> Selected passage
▽

Hmm, it seems __cm_alloc() and __cm_migrate() has no special codes for CMA.
I'd like reuse this for my own contig page allocator.
So, could you make these function be more generic (name) ?
as
__alloc_range(start, size, mirate_type);

Then, what I have to do is only to add "search range" functions.

Thanks,
-Kame



2010-12-14 10:18:17

by Michal Nazarewicz

[permalink] [raw]
Subject: Re: [PATCHv7 06/10] mm: MIGRATE_CMA migration type added

> On Mon, 13 Dec 2010 12:26:47 +0100
> Michal Nazarewicz <[email protected]> wrote:
>> diff --git a/include/linux/mmzone.h b/include/linux/mmzone.h
>> @@ -35,13 +35,24 @@
>> */
>> #define PAGE_ALLOC_COSTLY_ORDER 3
>>
>> -#define MIGRATE_UNMOVABLE 0
>> -#define MIGRATE_RECLAIMABLE 1
>> -#define MIGRATE_MOVABLE 2
>> -#define MIGRATE_PCPTYPES 3 /* the number of types on the pcp lists */
>> -#define MIGRATE_RESERVE 3
>> -#define MIGRATE_ISOLATE 4 /* can't allocate from here */
>> -#define MIGRATE_TYPES 5
>> +enum {
>> + MIGRATE_UNMOVABLE,
>> + MIGRATE_RECLAIMABLE,
>> + MIGRATE_MOVABLE,
>> + MIGRATE_PCPTYPES, /* the number of types on the pcp lists */
>> + MIGRATE_RESERVE = MIGRATE_PCPTYPES,
>> + MIGRATE_ISOLATE, /* can't allocate from here */
>> +#ifdef CONFIG_MIGRATE_CMA
>> + MIGRATE_CMA, /* only movable */
>> +#endif
>> + MIGRATE_TYPES
>> +};
>

KAMEZAWA Hiroyuki <[email protected]> writes:
> I personaly would like to put MIGRATE_ISOLATE to be bottom of enum
> because it means _not_for_allocation.

Will change. I didn't want to change the value of MIGRATE_ISOLATE in
fear of breaking something but hopefully no one depends on
MIGRATE_ISOLATE's value.

>> diff --git a/mm/compaction.c b/mm/compaction.c
>> @@ -824,11 +848,15 @@ struct page *__rmqueue_smallest(struct zone *zone, unsigned int order,
>> * This array describes the order lists are fallen back to when
>> * the free lists for the desirable migrate type are depleted
>> */
>> -static int fallbacks[MIGRATE_TYPES][MIGRATE_TYPES-1] = {
>> +static int fallbacks[MIGRATE_TYPES][4] = {
>> [MIGRATE_UNMOVABLE] = { MIGRATE_RECLAIMABLE, MIGRATE_MOVABLE, MIGRATE_RESERVE },
>> [MIGRATE_RECLAIMABLE] = { MIGRATE_UNMOVABLE, MIGRATE_MOVABLE, MIGRATE_RESERVE },
>> +#ifdef CONFIG_MIGRATE_CMA
>> + [MIGRATE_MOVABLE] = { MIGRATE_RECLAIMABLE, MIGRATE_UNMOVABLE, MIGRATE_CMA , MIGRATE_RESERVE },
>> +#else
>> [MIGRATE_MOVABLE] = { MIGRATE_RECLAIMABLE, MIGRATE_UNMOVABLE, MIGRATE_RESERVE },
>> - [MIGRATE_RESERVE] = { MIGRATE_RESERVE, MIGRATE_RESERVE, MIGRATE_RESERVE }, /* Never used */
>> +#endif
>> + [MIGRATE_RESERVE] = { MIGRATE_RESERVE }, /* Never used */
>> };
>>
>> /*
>> @@ -924,12 +952,12 @@ __rmqueue_fallback(struct zone *zone, int order, int start_migratetype)

△

> Rows

▽

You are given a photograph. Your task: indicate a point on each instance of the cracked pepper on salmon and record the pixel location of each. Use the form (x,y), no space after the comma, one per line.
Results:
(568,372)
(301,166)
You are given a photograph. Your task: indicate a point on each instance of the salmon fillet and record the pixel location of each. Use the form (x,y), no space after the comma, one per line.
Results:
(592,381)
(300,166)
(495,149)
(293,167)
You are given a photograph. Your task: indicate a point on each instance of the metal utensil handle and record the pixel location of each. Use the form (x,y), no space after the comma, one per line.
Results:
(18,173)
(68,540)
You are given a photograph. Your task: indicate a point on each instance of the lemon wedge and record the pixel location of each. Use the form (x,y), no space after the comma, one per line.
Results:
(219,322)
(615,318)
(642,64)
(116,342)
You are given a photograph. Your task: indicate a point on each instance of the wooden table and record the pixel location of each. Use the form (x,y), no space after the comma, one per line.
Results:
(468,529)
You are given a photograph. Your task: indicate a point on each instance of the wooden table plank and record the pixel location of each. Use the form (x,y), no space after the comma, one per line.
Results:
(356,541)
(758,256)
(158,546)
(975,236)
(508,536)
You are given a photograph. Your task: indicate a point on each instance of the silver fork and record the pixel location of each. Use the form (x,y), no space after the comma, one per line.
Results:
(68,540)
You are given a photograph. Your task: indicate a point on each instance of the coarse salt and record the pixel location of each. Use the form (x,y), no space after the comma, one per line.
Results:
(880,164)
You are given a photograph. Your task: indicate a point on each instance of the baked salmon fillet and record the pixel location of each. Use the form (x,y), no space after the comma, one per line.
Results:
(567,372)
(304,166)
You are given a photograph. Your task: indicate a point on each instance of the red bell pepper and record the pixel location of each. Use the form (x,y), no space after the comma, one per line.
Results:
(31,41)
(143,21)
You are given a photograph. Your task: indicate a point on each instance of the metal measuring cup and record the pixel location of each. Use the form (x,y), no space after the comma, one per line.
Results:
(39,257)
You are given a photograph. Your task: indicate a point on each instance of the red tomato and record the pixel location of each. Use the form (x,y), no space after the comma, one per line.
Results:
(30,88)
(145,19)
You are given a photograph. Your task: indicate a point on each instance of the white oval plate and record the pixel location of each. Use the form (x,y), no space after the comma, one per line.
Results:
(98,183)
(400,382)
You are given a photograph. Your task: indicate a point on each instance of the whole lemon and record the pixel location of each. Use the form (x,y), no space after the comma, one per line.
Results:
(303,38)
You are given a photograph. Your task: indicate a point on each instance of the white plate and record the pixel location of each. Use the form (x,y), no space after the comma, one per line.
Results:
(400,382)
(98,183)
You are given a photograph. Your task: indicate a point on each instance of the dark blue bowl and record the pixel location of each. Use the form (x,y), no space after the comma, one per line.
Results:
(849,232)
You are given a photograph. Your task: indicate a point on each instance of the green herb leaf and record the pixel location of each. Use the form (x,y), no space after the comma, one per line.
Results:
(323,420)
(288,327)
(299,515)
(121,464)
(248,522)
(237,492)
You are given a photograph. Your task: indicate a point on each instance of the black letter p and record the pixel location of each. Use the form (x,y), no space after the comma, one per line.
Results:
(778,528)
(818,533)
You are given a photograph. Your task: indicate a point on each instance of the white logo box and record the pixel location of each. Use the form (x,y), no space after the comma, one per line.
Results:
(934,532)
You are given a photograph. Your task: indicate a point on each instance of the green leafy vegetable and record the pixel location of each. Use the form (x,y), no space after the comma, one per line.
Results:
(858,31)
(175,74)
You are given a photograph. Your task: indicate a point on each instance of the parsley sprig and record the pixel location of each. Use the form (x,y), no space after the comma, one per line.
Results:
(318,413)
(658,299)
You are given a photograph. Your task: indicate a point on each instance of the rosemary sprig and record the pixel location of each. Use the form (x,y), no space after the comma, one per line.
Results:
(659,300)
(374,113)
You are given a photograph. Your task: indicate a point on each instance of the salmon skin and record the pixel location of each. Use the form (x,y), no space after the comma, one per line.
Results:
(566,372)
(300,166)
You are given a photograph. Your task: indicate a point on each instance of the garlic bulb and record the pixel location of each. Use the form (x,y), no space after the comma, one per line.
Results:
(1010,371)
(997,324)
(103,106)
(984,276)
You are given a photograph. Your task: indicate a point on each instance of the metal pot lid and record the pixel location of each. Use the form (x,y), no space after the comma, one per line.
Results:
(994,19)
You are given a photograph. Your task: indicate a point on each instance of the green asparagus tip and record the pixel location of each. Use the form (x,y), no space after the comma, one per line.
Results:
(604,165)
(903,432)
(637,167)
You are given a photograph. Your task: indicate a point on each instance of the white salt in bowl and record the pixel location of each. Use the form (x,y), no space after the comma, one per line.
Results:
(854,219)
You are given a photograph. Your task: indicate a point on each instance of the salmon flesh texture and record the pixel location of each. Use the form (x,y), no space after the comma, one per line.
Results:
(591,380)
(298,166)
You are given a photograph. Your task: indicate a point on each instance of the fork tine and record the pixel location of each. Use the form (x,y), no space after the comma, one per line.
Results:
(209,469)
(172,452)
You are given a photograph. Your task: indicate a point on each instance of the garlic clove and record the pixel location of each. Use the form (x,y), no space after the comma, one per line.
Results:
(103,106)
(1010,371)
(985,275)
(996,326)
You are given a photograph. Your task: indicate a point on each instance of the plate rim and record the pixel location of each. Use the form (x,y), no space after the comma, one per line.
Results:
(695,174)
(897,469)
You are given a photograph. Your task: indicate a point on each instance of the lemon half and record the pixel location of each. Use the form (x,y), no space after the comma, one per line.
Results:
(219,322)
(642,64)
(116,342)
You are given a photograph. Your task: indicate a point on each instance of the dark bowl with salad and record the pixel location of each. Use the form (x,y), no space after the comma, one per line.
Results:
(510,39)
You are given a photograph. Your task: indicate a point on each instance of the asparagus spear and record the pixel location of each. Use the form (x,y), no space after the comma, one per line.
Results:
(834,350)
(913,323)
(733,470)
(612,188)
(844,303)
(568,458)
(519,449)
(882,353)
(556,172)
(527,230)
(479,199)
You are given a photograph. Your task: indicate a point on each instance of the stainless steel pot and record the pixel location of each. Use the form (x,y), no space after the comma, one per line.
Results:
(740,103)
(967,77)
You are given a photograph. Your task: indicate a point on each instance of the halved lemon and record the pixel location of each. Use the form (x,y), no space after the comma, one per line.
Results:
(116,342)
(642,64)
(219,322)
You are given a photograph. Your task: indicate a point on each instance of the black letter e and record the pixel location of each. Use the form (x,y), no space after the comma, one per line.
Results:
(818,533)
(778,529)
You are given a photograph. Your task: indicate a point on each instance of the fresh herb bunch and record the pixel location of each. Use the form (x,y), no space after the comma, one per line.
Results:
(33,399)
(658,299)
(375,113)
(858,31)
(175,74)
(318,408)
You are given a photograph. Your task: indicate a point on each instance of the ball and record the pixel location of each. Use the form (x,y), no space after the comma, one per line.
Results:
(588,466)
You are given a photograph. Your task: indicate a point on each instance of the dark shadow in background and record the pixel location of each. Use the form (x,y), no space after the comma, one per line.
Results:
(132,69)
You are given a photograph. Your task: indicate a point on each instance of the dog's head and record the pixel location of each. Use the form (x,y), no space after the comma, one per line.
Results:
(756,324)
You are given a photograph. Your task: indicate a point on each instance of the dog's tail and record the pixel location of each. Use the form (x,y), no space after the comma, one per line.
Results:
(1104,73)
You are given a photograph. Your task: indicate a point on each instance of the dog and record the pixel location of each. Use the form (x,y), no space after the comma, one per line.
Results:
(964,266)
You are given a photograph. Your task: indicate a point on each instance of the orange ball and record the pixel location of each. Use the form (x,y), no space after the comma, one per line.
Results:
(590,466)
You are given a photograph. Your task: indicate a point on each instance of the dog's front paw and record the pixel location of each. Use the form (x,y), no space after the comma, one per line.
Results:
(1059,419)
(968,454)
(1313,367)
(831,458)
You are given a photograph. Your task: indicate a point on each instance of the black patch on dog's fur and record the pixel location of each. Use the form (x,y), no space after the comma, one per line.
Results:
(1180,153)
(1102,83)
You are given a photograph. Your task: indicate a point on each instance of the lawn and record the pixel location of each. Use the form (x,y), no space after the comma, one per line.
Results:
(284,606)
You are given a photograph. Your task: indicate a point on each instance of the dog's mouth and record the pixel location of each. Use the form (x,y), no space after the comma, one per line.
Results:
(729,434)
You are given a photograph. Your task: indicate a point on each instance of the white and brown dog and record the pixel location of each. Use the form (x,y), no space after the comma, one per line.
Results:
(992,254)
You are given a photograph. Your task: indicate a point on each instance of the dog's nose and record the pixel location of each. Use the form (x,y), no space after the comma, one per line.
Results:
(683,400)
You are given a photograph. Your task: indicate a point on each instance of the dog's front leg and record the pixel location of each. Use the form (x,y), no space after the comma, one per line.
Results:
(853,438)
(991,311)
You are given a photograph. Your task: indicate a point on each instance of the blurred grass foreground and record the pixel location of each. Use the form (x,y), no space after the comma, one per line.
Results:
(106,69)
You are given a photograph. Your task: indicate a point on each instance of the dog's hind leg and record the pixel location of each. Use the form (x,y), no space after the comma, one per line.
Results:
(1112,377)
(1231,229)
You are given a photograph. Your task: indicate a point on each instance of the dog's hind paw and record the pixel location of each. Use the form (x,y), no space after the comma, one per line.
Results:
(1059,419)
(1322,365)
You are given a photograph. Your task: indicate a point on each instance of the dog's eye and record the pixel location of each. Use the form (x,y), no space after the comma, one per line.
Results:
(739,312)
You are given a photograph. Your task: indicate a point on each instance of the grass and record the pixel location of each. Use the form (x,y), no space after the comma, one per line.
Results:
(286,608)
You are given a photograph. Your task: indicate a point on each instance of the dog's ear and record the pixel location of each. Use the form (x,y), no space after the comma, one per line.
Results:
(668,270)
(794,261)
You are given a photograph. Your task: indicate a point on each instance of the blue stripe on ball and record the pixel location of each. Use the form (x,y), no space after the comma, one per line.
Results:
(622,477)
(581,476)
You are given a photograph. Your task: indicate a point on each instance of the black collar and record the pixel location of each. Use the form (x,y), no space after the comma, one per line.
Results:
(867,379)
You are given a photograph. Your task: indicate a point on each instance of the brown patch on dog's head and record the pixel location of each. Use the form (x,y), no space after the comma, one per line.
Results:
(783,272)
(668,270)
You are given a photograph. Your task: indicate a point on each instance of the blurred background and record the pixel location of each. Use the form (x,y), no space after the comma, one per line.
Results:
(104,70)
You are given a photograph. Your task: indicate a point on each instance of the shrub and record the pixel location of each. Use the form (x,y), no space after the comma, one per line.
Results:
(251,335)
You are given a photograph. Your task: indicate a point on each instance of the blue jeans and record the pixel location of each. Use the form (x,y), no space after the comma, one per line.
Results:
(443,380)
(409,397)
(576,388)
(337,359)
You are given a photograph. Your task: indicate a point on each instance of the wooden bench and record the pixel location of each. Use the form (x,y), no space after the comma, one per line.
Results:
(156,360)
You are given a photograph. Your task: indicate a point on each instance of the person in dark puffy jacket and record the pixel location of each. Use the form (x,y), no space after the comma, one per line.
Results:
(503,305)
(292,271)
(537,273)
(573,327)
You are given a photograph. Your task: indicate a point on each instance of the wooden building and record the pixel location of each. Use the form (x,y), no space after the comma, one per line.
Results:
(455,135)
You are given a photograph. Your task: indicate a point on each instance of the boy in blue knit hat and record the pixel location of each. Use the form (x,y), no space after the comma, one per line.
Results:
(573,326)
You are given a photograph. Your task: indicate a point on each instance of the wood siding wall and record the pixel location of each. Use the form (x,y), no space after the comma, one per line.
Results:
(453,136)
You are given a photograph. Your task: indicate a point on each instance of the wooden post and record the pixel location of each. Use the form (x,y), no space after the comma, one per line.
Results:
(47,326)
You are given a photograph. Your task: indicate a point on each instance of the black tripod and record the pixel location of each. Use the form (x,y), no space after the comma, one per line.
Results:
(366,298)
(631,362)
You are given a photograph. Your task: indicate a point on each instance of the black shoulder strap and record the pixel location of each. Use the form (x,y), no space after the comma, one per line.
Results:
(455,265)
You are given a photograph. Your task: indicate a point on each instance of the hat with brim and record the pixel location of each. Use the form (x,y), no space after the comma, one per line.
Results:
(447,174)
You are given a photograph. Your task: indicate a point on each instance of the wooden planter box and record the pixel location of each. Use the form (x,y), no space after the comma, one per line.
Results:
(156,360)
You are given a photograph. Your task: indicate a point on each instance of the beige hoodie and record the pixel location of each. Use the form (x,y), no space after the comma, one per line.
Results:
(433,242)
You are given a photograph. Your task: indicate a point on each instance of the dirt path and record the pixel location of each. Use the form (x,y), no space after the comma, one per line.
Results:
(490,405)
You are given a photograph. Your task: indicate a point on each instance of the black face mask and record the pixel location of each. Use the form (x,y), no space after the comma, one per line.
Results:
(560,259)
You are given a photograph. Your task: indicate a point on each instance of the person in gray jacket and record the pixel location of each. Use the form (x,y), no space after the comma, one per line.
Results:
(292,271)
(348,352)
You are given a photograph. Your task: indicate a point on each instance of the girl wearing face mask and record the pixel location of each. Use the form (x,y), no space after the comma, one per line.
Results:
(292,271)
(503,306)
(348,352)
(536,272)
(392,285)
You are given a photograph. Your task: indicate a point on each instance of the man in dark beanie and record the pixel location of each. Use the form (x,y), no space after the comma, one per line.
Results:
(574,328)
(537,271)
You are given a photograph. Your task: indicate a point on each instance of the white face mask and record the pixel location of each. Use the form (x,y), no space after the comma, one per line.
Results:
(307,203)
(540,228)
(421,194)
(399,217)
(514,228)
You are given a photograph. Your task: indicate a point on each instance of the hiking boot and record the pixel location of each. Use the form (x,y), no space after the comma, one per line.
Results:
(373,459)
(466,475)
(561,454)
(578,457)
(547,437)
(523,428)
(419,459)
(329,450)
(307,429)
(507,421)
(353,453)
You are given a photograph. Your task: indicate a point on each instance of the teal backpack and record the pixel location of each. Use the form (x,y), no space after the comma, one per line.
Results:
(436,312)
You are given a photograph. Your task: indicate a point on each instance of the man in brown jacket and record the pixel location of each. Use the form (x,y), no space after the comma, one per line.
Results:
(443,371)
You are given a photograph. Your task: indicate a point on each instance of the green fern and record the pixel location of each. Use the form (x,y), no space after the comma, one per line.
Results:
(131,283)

△

> What is asked
Extend the mailing-list thread on the MIGRATE_CMA migration type, picking up after its final line.

> Written response
>> /* Find the largest possible block of pages in the other list */
>> for (current_order = MAX_ORDER-1; current_order >= order;
>> --current_order) {
>> - for (i = 0; i < MIGRATE_TYPES - 1; i++) {
>> + for (i = 0; i < ARRAY_SIZE(fallbacks[0]); i++) {

> Why fallbacks[0] ? and why do you need to change this ?

I've changed the dimensions of fallbacks matrix, in particular second
dimension from MIGRATE_TYPE - 1 to 4 so this place needed to be changed
as well. Now, I think changing to ARRAY_SIZE() is just the safest
option available. This is actually just a minor optimisation.

>> migratetype = fallbacks[start_migratetype][i];
>>
>> /* MIGRATE_RESERVE handled later if necessary */
>> if (migratetype == MIGRATE_RESERVE)
>> - continue;
>> + break;
>>

> Isn't this change enough for your purpose ?

This is mostly just an optimisation really. I'm not sure what you think
is my purpose here. ;) It does fix an this issue of some of the
fallback[*] arrays having MIGRATETYPE_UNMOVABLE at the end.

>> @@ -1042,7 +1083,12 @@ static int rmqueue_bulk(struct zone *zone, unsigned int order,
>> list_add(&page->lru, list);
>> else
>> list_add_tail(&page->lru, list);
>> - set_page_private(page, migratetype);
>> +#ifdef CONFIG_MIGRATE_CMA
>> + if (is_pageblock_cma(page))
>> + set_page_private(page, MIGRATE_CMA);
>> + else
>> +#endif
>> + set_page_private(page, migratetype);

> Hmm, doesn't this meet your changes which makes MIGRATE_CMA >
> MIGRATE_PCPLIST ? And I think putting mixture of pages marked of
> MIGRATE_TYPE onto a pcplist is ugly.

You mean that pcplist page is on can disagree with page_private()?
I didn't think this was such a big deal honestly. Unless MIGRATE_CMA <
MIGRATE_PCPTYPES, a special case is needed either here or in
free_pcppages_bulk(), so I think this comes down to whether to make
MIGRATE_CAM < MIGRATE_PCPTYPES for which see below.

>> @@ -1181,9 +1227,16 @@ void free_hot_cold_page(struct page *page, int cold)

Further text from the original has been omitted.